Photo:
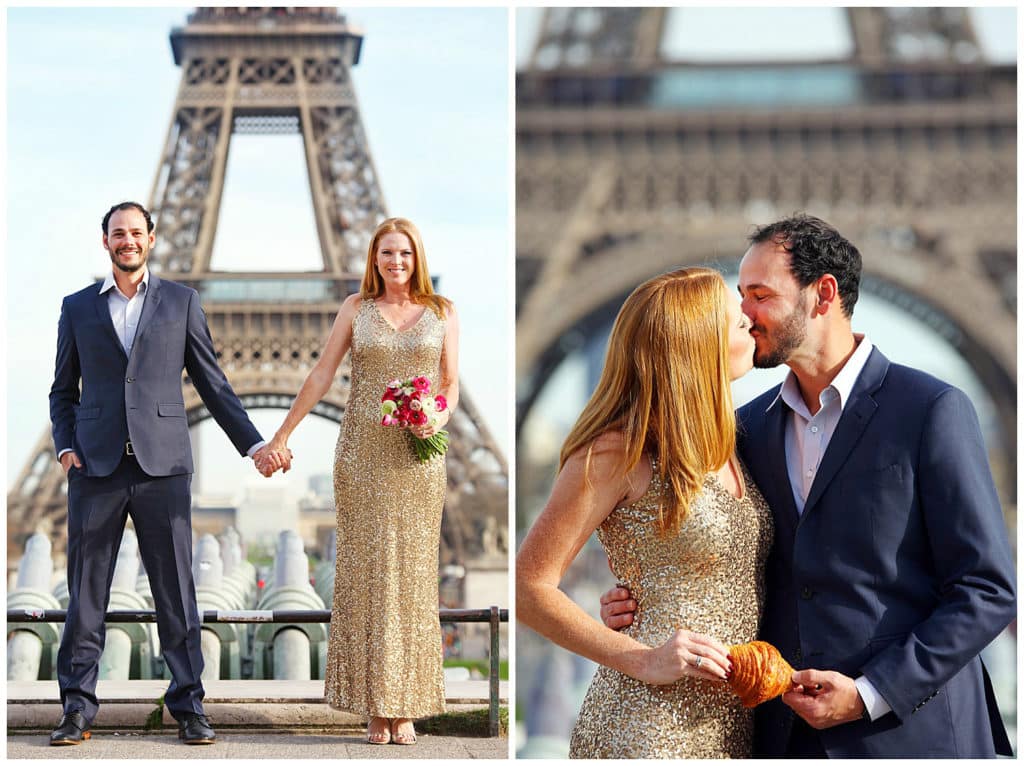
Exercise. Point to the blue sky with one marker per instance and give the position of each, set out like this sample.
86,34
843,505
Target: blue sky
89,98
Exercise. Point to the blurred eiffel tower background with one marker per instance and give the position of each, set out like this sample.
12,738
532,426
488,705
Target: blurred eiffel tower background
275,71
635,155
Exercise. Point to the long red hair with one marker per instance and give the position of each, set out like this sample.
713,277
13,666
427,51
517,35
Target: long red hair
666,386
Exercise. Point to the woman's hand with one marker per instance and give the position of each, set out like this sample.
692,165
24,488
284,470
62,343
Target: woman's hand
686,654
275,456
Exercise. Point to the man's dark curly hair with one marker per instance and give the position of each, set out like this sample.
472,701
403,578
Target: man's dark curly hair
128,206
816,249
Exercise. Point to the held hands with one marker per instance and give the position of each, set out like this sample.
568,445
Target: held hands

|---|

** Short task **
Copy all of the rows above word for word, leaving out the pictures.

** Result of the exercise **
Photo:
Exercise. Point to the blue sky with one marker per instance and give the position of each, set out like this sample.
86,34
843,505
Target: blue sky
89,98
Exercise. Point to the blurred eiffel tower background with one marker per instance and give the position of each, set out like this sample.
12,738
532,426
488,705
Target: blurred eiffel tower background
275,71
635,155
Exercise. Point to the long red hair with one marker per instance and give the position of each, set out like this sample.
713,277
13,666
427,51
517,35
Target: long red hair
666,386
Exercise. Point to the woman's hand with one marker per instance and give the position of each, set out like this sample.
692,165
24,488
284,470
62,343
Target: woman's hand
686,654
275,456
Exercise. Point to the man's dark curly hair with one marker per instance and give the position of each, set out like this sample.
472,701
403,578
Target: man's dark curly hair
128,206
816,249
Exercise. Point to the held hands with one marker per instance and give the position of each, set out like this sample.
568,445
Target: held hands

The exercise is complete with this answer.